**** Record extracts

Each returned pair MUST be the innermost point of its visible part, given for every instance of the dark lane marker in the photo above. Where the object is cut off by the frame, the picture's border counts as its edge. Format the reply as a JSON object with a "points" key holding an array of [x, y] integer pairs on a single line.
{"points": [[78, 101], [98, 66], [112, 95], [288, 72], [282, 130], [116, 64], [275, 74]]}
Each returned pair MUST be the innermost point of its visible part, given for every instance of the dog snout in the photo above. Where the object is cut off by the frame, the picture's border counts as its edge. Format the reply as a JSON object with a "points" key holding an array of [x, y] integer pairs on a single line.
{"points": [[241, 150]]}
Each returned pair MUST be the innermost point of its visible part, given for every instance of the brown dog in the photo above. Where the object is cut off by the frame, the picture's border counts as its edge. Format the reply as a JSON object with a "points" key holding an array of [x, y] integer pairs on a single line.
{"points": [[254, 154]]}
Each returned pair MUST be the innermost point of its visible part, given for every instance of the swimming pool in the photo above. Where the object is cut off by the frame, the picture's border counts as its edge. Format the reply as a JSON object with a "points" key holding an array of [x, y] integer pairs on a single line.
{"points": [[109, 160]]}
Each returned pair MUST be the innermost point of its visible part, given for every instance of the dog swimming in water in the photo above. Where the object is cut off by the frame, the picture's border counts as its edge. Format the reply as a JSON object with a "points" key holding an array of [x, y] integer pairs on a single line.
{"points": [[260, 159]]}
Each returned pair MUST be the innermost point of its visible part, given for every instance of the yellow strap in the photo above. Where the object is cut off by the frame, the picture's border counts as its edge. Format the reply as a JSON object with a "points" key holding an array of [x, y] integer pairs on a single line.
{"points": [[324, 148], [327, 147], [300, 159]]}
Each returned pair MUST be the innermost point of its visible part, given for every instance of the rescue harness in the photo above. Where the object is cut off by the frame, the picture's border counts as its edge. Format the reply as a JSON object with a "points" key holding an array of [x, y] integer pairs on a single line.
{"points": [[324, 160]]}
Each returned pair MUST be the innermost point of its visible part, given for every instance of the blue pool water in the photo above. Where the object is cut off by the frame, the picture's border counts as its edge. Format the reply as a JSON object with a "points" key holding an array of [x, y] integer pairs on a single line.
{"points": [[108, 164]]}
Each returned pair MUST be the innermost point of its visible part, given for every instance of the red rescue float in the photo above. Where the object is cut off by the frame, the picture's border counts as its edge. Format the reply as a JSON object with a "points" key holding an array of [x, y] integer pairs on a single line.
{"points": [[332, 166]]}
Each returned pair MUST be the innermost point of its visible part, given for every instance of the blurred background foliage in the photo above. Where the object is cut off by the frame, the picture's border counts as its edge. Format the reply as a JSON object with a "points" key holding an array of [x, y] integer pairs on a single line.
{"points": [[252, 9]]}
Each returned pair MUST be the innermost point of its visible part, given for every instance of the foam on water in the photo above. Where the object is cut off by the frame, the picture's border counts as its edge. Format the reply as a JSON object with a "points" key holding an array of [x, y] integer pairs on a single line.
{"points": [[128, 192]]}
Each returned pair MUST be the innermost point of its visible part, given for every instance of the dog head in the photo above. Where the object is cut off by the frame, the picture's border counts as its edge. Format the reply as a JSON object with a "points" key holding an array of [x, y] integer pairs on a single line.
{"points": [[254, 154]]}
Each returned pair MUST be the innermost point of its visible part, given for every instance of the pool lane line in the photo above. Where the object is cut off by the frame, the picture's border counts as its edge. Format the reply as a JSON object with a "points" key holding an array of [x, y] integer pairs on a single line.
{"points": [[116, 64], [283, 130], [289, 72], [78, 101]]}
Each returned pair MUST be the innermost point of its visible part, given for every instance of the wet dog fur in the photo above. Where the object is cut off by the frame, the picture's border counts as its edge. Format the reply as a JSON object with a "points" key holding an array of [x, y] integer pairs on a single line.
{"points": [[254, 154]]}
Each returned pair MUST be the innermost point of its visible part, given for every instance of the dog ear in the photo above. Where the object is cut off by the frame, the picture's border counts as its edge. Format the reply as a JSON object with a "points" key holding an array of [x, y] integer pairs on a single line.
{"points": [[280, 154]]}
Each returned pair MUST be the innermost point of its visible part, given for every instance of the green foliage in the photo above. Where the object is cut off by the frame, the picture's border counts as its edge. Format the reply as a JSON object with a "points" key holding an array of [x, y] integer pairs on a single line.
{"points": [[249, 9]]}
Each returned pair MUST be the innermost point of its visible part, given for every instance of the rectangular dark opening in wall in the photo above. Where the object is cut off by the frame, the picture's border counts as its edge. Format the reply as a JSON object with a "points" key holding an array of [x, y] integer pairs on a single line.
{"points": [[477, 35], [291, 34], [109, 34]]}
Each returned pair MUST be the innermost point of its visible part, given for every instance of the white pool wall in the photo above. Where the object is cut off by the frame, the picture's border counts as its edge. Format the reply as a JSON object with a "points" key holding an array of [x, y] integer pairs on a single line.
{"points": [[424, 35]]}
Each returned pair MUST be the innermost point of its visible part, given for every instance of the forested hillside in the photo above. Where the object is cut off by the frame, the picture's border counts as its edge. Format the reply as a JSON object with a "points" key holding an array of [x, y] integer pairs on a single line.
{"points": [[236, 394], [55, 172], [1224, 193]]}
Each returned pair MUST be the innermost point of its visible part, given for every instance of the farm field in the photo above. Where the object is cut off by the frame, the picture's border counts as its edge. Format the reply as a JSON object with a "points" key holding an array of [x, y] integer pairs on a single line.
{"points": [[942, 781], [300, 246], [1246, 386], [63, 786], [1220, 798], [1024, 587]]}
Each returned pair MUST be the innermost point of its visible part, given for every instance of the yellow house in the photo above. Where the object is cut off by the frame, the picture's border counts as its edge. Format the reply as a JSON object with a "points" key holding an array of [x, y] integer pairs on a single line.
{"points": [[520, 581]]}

********

(What the task requires):
An exact restatement of all the entries above is needed.

(Answer for the task):
Each returned pair MUST be the innermost point of its visible part, given for every instance of the dark lane marker in the photo above. Where the object is cut off by the frame, the picture's border counts as its edge. Format the reply as a JSON object with a "points" key holding an array of [x, y] integer pairs on a single line.
{"points": [[78, 101], [98, 66], [112, 95], [288, 72], [282, 130], [116, 64], [275, 74]]}
Each returned pair MUST be the innermost point of its visible part, given for every instance of the dog snout in the photo above. Where the object is cut off by the frame, the picture's border counts as its edge. Format the reply as a JSON object with a "points" key holding an array of [x, y] integer pairs on a single line.
{"points": [[241, 150]]}
Each returned pair MUST be the innermost point of its visible part, given for every instance of the brown dog in the photo above. Where the object is cut off by the frame, the picture's border counts as its edge. Format the reply as a JSON object with a "points" key holding an array of [x, y] integer pairs on a single line.
{"points": [[254, 154]]}
Each returned pair MUST be the innermost point of its visible part, given for every instance of the swimming pool in the photo above. Where the object is cut off by the frame, the picture's border counts as its edge. Format the reply as a JSON object with a "points" key holding an array of [x, y] integer pairs on a single line.
{"points": [[109, 160]]}
Each returned pair MUST be the innermost point of its visible part, given for every instance of the dog swimming in water in the photo above. Where the object is cut off by the frame, the picture's border counts as its edge. Format the reply as a JSON object with a "points" key holding an array of [x, y] integer pairs on a single line.
{"points": [[260, 159]]}
Each returned pair MUST be the innermost point of its visible part, given for every instance of the yellow strap in the photo above. Where the object is cut off by the frame, the picture's border counts as its edge. Format the reply as a JSON object with a "points" key holding an array of [x, y] integer pairs on a single line.
{"points": [[324, 148], [327, 147], [300, 159]]}
Each returned pair MUST be the innermost point of its visible part, given for every instance of the rescue harness in the photo above. Where the object is cut off by the frame, the picture's border counts as its edge. Format the reply as a JSON object with a "points" key holding an array of [x, y] integer pairs on a single line.
{"points": [[324, 160]]}
Each returned pair MUST be the innermost point of its visible part, given for every instance of the blue pool water in the photo above. Where the object is cut off by the frame, the picture's border counts as its edge. Format the reply as a JSON object with a "points" key holding an array of [x, y] integer pairs on a single line.
{"points": [[108, 164]]}
Each returned pair MUST be the innermost point of its visible part, given for every instance of the red rescue float in the photo above. Where the object is cut off by the frame, the picture's border counts as its edge. Format the reply as a JSON object with a "points" key holding an array of [x, y] integer pairs on a single line.
{"points": [[332, 166]]}
Each returned pair MUST be the innermost point of its visible part, given for every instance of the blurred background foliage in the photo above. Where the object is cut off by the frame, the picture's border counts as its edge. Format the reply as a JSON object with a "points" key holding an array of [x, y] integer pairs on a single line.
{"points": [[252, 9]]}
Each returned pair MUST be the innermost point of its visible part, given for every instance of the foam on water in the photo above. Where the object is cut off by the frame, the picture's border counts as its edge. Format the reply as a JSON object with a "points" key holding an array of [x, y] integer pairs on a single line.
{"points": [[128, 192]]}
Each returned pair MUST be the innermost point of its visible part, given for every instance of the dog head in the photo above. Where the object is cut off by the frame, the picture's border counts as its edge. Format the reply as a JSON object with a "points" key holding an array of [x, y] integer pairs on a single line.
{"points": [[254, 154]]}
Each returned pair MUST be the innermost point of its visible part, given for every instance of the pool lane line in the photo above. Where the object is cut off by the frame, the picture's border counts as its edge. Format the reply as a JSON object with a "points" key holding an array of [x, y] integer pairs on a single line.
{"points": [[116, 64], [283, 130], [289, 72], [78, 101]]}
Each returned pair MUST be the innermost point of its visible part, given for every instance of the wet dog fur in the photo above. Where the object is cut off by the frame, the picture's border counts as its edge. Format the reply as a JSON object with a "points" key holding an array of [x, y] integer pairs on a single line.
{"points": [[254, 154]]}
Each returned pair MUST be the innermost point of its visible part, given for every instance of the dog ear in the photo above. Where the object is cut off by the frame, the picture's border counts as its edge. Format the reply as a JSON object with a "points" key holding an array of [x, y] integer pairs on a single line.
{"points": [[280, 154]]}
Each returned pair MUST be the innermost point of its visible part, given for every instance of the green foliage in the photo above. Where the object is cut off by the frame, the picture's border counts as its edge. Format the reply as a JSON object with a "points" key holding an array of [x, y] integer pairs on a single line.
{"points": [[249, 9]]}
Each returned pair MUST be the innermost point of its visible part, given for every instance of the rectangular dark opening in wall in the photo above. Where the object is cut off by the frame, the picture's border counts as its edge. Format the reply as a JSON object with a "points" key holding an array of [x, y] integer pairs on a single line.
{"points": [[477, 35], [291, 34], [109, 34]]}
Each returned pair MUST be the innermost point of its visible part, given for every instance of the white pool wall in the photo above. Where the object is cut off by the frame, the picture's border counts as its edge. Format the reply as a JSON object with a "points" key holding an array of [x, y] integer pairs on a single line.
{"points": [[424, 35]]}
Each returned pair MUST be the innermost point of its visible part, given for every instance of the forested hillside in the photo above. Where the object is cut off by the frame, the picture's border counts as its edge. Format the reply as a JSON object with a "points" key holding an array of [x, y] integer pairs on a single line.
{"points": [[236, 394], [55, 172], [1224, 193]]}
Each returned pair MUST be the innermost point of its visible part, given for every instance of the farm field in the photo above. Where the object is cut off by the frame, the picture's border counts as its edge. Format the reply as a JSON object with a "points" key holding an array of [x, y] integer pairs on a single line.
{"points": [[942, 781], [300, 246], [1246, 386], [63, 786], [1220, 798], [1024, 587]]}
Each returned pair MUST be the innermost point of its visible part, given for every instance of the yellow house in the photo above. Where the object is cut off by the frame, the picture's border counts as its edge. Format the reply as a JSON object with a "points" key holding an array of [x, y] integer pairs on a single line.
{"points": [[520, 581]]}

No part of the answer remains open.